→ **TASK BRIEF**:
Determine how many lines in the data below contain "plaid" and write only that number.

Stored items:
####################

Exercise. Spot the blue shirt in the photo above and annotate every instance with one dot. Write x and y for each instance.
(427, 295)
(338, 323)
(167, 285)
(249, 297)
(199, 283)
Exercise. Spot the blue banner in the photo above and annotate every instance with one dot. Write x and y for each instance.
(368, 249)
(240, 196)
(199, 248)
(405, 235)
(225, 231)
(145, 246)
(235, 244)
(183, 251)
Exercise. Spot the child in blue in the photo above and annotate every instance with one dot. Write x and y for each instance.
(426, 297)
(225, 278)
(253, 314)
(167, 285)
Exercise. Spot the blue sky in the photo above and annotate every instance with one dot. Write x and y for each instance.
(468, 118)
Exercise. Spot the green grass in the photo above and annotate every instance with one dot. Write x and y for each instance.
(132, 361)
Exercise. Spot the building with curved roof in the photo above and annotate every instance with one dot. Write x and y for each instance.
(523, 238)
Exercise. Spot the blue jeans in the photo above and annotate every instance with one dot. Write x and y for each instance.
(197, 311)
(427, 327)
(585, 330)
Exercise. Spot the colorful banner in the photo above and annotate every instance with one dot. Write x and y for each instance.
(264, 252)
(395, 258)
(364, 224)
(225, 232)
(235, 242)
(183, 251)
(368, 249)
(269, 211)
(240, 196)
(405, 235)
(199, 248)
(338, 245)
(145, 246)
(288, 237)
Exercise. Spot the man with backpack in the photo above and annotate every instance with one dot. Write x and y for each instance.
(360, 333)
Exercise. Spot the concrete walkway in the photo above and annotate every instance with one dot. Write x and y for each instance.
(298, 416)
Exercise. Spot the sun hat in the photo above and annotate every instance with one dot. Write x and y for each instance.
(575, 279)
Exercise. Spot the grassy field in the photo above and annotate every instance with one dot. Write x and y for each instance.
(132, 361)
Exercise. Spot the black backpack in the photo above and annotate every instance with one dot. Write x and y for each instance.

####################

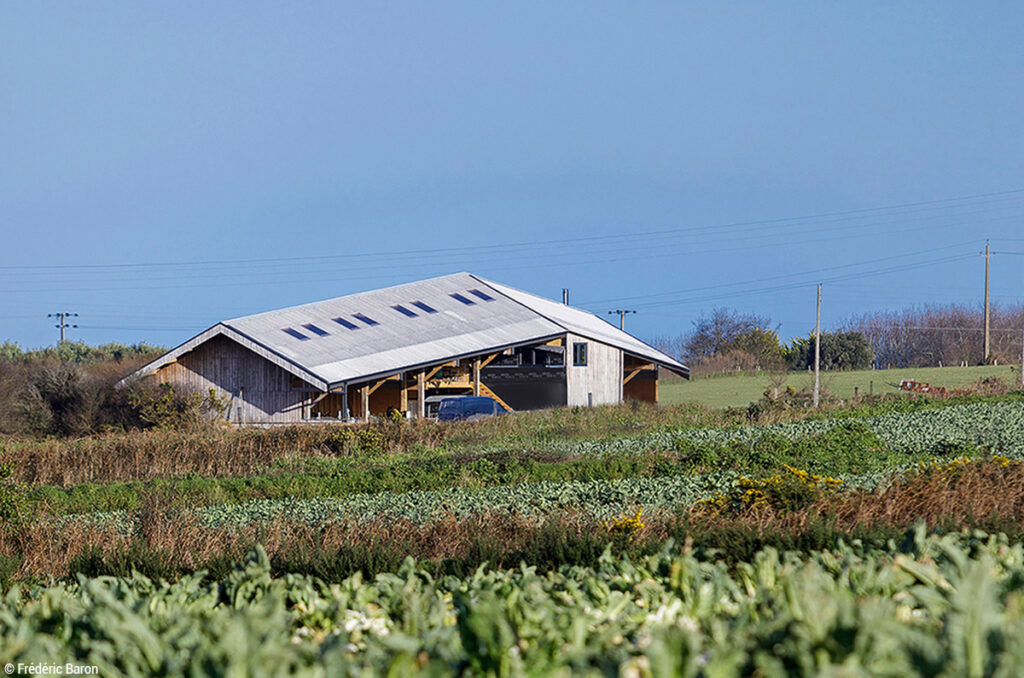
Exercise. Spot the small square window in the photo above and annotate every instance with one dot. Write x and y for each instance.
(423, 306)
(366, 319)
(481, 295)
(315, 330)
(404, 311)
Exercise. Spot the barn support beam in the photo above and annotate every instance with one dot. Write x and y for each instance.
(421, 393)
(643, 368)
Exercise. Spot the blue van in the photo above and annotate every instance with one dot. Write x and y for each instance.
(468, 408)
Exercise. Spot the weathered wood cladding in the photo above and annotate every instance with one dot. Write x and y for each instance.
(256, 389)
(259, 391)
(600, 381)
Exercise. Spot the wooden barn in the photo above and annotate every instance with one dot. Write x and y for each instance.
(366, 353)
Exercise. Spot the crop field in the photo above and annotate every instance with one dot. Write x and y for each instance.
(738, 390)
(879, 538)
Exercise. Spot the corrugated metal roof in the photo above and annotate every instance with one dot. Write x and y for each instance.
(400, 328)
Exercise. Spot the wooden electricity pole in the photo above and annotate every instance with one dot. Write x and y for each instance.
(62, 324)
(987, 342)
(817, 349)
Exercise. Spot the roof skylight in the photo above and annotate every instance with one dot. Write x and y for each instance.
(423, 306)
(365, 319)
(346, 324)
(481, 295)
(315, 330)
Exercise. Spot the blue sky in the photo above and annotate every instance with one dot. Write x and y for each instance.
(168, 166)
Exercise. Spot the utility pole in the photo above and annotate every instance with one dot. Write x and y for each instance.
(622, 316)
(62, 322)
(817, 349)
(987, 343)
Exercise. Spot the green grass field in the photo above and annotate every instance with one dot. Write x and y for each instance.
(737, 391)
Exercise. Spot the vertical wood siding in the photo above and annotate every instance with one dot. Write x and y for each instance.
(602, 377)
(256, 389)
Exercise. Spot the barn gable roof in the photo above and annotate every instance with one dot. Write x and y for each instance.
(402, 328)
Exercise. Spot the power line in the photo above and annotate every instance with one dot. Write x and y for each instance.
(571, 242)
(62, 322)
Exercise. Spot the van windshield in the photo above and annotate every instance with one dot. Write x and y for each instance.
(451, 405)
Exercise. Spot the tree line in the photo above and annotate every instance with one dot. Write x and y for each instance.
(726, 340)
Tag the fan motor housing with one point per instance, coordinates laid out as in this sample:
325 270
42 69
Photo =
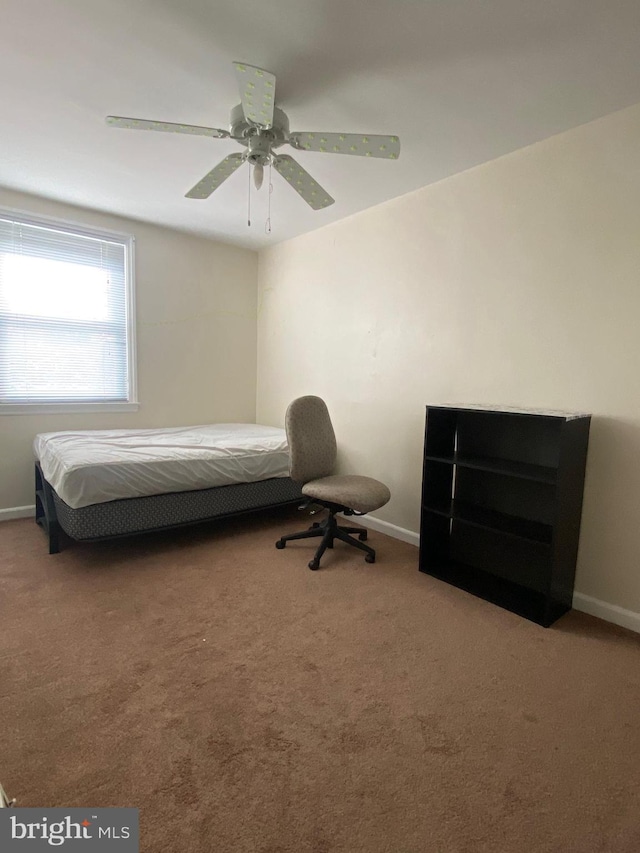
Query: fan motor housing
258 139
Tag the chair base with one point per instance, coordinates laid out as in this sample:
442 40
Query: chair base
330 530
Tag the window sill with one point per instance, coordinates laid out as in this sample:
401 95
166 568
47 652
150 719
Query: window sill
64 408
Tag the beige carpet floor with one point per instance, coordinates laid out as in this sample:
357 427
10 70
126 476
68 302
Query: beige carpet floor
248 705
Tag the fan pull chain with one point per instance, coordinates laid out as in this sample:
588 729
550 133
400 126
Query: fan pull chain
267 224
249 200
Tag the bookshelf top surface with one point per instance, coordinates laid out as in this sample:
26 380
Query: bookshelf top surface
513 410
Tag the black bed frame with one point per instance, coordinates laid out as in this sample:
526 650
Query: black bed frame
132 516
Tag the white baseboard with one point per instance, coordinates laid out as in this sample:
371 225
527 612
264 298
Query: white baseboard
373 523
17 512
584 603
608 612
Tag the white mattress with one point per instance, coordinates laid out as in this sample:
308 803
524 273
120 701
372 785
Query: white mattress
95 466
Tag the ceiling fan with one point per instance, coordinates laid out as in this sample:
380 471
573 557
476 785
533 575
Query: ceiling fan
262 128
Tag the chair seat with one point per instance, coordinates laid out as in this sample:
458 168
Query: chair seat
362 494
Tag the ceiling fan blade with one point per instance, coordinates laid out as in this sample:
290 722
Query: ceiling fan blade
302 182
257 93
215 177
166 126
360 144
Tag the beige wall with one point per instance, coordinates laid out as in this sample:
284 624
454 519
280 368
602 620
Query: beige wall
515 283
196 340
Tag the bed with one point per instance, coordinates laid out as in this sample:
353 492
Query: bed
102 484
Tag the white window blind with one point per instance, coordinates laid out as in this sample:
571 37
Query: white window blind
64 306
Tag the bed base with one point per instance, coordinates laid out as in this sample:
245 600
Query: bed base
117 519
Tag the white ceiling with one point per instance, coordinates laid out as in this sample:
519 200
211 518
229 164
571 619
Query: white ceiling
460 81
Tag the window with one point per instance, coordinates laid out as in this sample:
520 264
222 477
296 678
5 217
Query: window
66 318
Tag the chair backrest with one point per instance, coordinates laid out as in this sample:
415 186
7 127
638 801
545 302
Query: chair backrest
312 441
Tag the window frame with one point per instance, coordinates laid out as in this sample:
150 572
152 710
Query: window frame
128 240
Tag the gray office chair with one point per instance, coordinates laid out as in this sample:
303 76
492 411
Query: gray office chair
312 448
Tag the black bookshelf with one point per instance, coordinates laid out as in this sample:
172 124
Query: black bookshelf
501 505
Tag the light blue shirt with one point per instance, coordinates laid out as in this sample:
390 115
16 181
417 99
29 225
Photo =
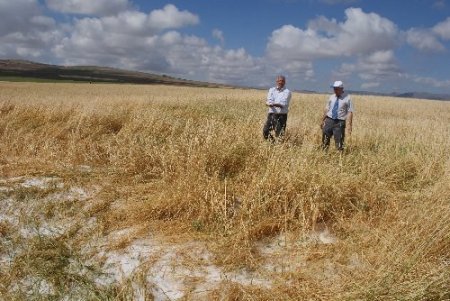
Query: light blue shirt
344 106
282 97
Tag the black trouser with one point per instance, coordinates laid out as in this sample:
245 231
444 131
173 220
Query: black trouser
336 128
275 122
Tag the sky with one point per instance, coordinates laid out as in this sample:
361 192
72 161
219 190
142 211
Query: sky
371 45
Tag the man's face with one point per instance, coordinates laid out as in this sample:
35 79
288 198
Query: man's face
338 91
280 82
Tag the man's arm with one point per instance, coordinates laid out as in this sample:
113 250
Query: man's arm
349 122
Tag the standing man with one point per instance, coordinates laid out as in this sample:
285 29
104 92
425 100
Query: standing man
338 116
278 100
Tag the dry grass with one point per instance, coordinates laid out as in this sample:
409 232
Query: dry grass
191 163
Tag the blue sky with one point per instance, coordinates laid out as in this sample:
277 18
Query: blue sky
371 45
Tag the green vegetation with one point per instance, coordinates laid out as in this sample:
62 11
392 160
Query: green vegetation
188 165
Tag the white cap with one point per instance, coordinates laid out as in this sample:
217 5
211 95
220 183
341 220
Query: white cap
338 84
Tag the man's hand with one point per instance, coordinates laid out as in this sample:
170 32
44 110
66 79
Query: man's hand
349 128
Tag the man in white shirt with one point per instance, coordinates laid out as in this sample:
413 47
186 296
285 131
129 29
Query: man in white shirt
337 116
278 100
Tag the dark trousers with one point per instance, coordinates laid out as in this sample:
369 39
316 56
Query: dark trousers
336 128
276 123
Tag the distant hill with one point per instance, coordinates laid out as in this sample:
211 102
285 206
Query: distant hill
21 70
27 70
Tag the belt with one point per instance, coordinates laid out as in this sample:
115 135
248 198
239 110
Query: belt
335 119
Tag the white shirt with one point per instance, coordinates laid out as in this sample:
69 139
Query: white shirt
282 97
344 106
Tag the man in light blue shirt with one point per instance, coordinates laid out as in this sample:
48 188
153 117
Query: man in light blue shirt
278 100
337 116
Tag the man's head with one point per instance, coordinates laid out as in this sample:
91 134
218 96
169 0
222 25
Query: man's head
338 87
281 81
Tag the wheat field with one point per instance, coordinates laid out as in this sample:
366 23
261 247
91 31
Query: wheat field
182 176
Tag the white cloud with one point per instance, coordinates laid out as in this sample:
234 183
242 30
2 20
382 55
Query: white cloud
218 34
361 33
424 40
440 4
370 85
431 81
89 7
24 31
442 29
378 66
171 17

####################

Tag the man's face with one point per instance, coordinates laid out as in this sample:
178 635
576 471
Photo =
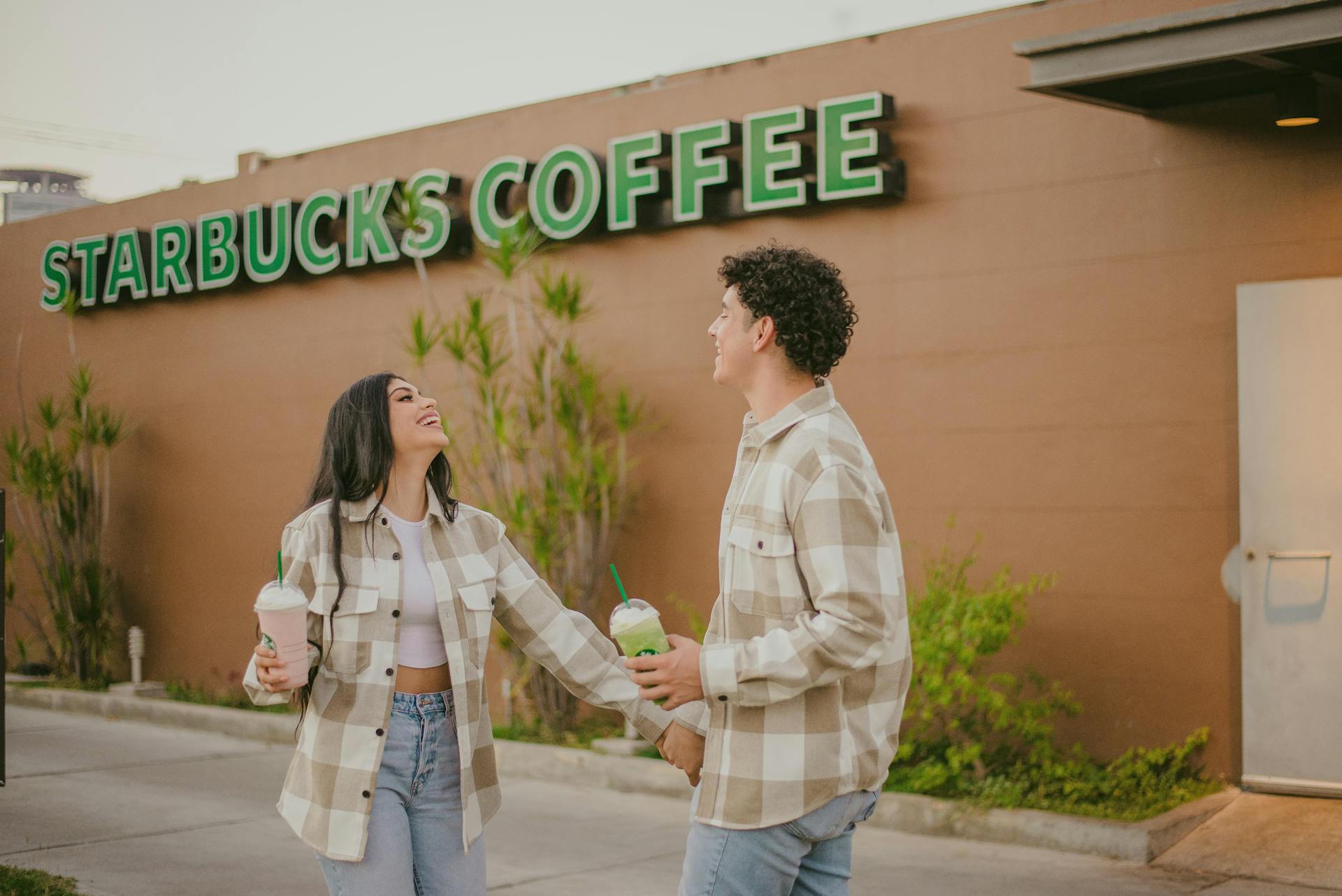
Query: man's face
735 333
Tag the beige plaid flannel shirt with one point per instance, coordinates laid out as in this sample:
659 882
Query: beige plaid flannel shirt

####################

→ **OUTPUT OF THE TASK**:
2